===== Dataset records
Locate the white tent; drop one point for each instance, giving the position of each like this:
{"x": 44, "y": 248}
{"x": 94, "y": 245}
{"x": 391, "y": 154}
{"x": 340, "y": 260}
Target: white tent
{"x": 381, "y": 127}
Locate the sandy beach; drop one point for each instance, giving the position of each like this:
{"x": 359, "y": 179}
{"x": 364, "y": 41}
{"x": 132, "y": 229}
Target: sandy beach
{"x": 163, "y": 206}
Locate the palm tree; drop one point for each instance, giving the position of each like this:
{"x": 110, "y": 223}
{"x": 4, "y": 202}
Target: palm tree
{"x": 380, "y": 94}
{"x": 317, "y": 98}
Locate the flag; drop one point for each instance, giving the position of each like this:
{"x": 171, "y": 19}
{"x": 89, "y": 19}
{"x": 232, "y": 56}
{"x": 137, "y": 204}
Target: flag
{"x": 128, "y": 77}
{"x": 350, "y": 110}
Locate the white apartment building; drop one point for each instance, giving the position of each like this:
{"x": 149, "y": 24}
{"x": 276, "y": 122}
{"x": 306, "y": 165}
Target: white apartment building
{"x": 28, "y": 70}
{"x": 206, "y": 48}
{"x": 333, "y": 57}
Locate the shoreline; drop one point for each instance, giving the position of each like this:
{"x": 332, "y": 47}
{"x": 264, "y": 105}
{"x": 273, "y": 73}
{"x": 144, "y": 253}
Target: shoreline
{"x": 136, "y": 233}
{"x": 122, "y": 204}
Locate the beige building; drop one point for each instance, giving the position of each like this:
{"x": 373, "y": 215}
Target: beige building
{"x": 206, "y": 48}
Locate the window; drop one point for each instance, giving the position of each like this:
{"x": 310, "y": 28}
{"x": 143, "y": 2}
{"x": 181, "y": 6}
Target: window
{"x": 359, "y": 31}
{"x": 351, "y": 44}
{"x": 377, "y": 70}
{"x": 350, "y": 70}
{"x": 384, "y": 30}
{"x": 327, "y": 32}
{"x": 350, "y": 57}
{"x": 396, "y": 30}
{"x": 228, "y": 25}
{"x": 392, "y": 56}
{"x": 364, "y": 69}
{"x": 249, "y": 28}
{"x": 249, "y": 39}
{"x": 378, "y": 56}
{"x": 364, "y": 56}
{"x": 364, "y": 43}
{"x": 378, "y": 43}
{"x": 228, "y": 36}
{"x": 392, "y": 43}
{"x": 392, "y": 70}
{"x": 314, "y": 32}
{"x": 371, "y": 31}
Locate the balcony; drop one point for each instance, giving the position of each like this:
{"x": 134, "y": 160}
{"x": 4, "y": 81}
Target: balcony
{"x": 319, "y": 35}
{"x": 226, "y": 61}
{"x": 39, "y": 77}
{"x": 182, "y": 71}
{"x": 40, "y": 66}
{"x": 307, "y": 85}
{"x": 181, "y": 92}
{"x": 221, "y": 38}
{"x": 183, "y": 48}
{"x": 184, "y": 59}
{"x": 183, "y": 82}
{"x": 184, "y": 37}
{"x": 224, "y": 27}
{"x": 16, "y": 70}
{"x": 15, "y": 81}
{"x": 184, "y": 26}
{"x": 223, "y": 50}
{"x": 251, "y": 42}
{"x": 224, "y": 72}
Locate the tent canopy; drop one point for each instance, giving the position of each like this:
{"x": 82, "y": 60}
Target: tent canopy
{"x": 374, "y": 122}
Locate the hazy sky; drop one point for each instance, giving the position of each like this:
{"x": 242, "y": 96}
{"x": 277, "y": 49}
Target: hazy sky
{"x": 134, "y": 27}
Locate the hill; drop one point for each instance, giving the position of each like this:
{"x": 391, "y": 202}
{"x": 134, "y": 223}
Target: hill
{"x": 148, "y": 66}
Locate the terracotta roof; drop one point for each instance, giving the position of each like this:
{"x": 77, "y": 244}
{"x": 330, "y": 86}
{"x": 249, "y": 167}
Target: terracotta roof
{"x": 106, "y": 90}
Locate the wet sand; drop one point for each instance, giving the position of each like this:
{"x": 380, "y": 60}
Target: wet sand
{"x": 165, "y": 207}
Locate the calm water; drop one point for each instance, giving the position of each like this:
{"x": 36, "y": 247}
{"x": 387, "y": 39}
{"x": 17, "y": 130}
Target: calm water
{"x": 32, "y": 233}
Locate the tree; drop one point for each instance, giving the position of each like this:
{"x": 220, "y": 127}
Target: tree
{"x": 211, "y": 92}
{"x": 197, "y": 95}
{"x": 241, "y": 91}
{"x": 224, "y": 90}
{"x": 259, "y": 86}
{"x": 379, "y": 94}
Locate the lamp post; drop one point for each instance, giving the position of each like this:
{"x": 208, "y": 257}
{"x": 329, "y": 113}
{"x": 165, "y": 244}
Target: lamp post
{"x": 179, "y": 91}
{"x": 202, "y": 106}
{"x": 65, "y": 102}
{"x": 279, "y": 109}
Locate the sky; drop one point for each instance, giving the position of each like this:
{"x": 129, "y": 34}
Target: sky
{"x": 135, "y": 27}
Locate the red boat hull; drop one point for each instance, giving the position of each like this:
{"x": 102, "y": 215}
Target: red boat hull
==========
# Work to be completed:
Reproduce all of the entries above verbatim, leaving every line unchanged.

# Problem solution:
Locate the white tent; drop one point for each instance, giving the position of each like this:
{"x": 44, "y": 248}
{"x": 94, "y": 245}
{"x": 391, "y": 154}
{"x": 340, "y": 260}
Target: white tent
{"x": 381, "y": 127}
Locate the sandy beach; drop one point for each instance, giving the position of each like this:
{"x": 359, "y": 179}
{"x": 364, "y": 41}
{"x": 132, "y": 229}
Target: sandy beach
{"x": 163, "y": 206}
Locate the palm tree; drop one point for each instance, giving the position of each like this:
{"x": 110, "y": 223}
{"x": 4, "y": 202}
Target: palm tree
{"x": 380, "y": 94}
{"x": 317, "y": 98}
Locate the flag; drop one point for each instance, giving the position of each like this:
{"x": 171, "y": 19}
{"x": 89, "y": 19}
{"x": 232, "y": 56}
{"x": 137, "y": 204}
Target: flag
{"x": 128, "y": 77}
{"x": 350, "y": 110}
Locate the white apartment building; drop one point for each instance, giving the position of each like this:
{"x": 149, "y": 24}
{"x": 276, "y": 122}
{"x": 306, "y": 165}
Target: white apartment building
{"x": 28, "y": 70}
{"x": 206, "y": 48}
{"x": 333, "y": 57}
Locate the shoreline; drop one point for each instance, giving the position of each like this:
{"x": 332, "y": 47}
{"x": 264, "y": 105}
{"x": 273, "y": 73}
{"x": 144, "y": 253}
Target: shoreline
{"x": 136, "y": 233}
{"x": 122, "y": 204}
Locate the beige building; drop one point for each instance, giving the position of each like this:
{"x": 373, "y": 215}
Target: beige building
{"x": 206, "y": 48}
Locate the window; drop one point for each instance, giving the position of each like this:
{"x": 310, "y": 28}
{"x": 143, "y": 2}
{"x": 181, "y": 6}
Target: window
{"x": 359, "y": 31}
{"x": 351, "y": 44}
{"x": 377, "y": 70}
{"x": 350, "y": 70}
{"x": 384, "y": 30}
{"x": 327, "y": 32}
{"x": 350, "y": 57}
{"x": 396, "y": 30}
{"x": 228, "y": 25}
{"x": 392, "y": 56}
{"x": 364, "y": 69}
{"x": 249, "y": 28}
{"x": 249, "y": 39}
{"x": 378, "y": 56}
{"x": 364, "y": 56}
{"x": 364, "y": 43}
{"x": 378, "y": 43}
{"x": 228, "y": 36}
{"x": 392, "y": 43}
{"x": 392, "y": 70}
{"x": 314, "y": 32}
{"x": 371, "y": 31}
Locate the balcony; drop one point for each instance, giving the position of each like this:
{"x": 134, "y": 160}
{"x": 4, "y": 81}
Target: balcony
{"x": 319, "y": 35}
{"x": 226, "y": 61}
{"x": 39, "y": 77}
{"x": 182, "y": 71}
{"x": 40, "y": 66}
{"x": 307, "y": 85}
{"x": 181, "y": 92}
{"x": 221, "y": 38}
{"x": 183, "y": 48}
{"x": 184, "y": 59}
{"x": 183, "y": 82}
{"x": 184, "y": 37}
{"x": 224, "y": 27}
{"x": 16, "y": 70}
{"x": 15, "y": 81}
{"x": 184, "y": 26}
{"x": 223, "y": 50}
{"x": 251, "y": 42}
{"x": 224, "y": 72}
Locate the tent canopy; drop one point for each instance, giving the position of each like this:
{"x": 82, "y": 60}
Target: tent canopy
{"x": 374, "y": 122}
Locate the hazy sky; drop one point for each instance, giving the position of each like this:
{"x": 242, "y": 96}
{"x": 277, "y": 49}
Target: hazy sky
{"x": 134, "y": 27}
Locate the hill; drop one point for each instance, giving the position of each like this:
{"x": 391, "y": 202}
{"x": 134, "y": 223}
Target: hill
{"x": 148, "y": 66}
Locate the terracotta roof; drop one point for each instance, giving the position of each like this:
{"x": 77, "y": 244}
{"x": 330, "y": 86}
{"x": 249, "y": 167}
Target: terracotta roof
{"x": 106, "y": 90}
Locate the wet sand; drop one point for each instance, giving the position of each like this:
{"x": 380, "y": 60}
Target: wet sand
{"x": 165, "y": 207}
Locate the calm water; drop one point for each instance, giving the position of each like this:
{"x": 36, "y": 247}
{"x": 387, "y": 39}
{"x": 17, "y": 130}
Target: calm water
{"x": 32, "y": 233}
Locate the tree; drop one point for each instance, giving the position of each like this:
{"x": 220, "y": 127}
Target: tree
{"x": 211, "y": 92}
{"x": 197, "y": 95}
{"x": 241, "y": 91}
{"x": 224, "y": 90}
{"x": 259, "y": 86}
{"x": 379, "y": 94}
Locate the lamp post; drop one point for each instance, giving the position of each like this:
{"x": 208, "y": 257}
{"x": 329, "y": 113}
{"x": 165, "y": 244}
Target: lamp post
{"x": 179, "y": 91}
{"x": 202, "y": 106}
{"x": 65, "y": 102}
{"x": 279, "y": 109}
Locate the sky; drop one point for each instance, giving the position of each like this:
{"x": 129, "y": 34}
Target: sky
{"x": 135, "y": 27}
Locate the red boat hull; drop one point for each instance, giving the position of each like this:
{"x": 102, "y": 215}
Target: red boat hull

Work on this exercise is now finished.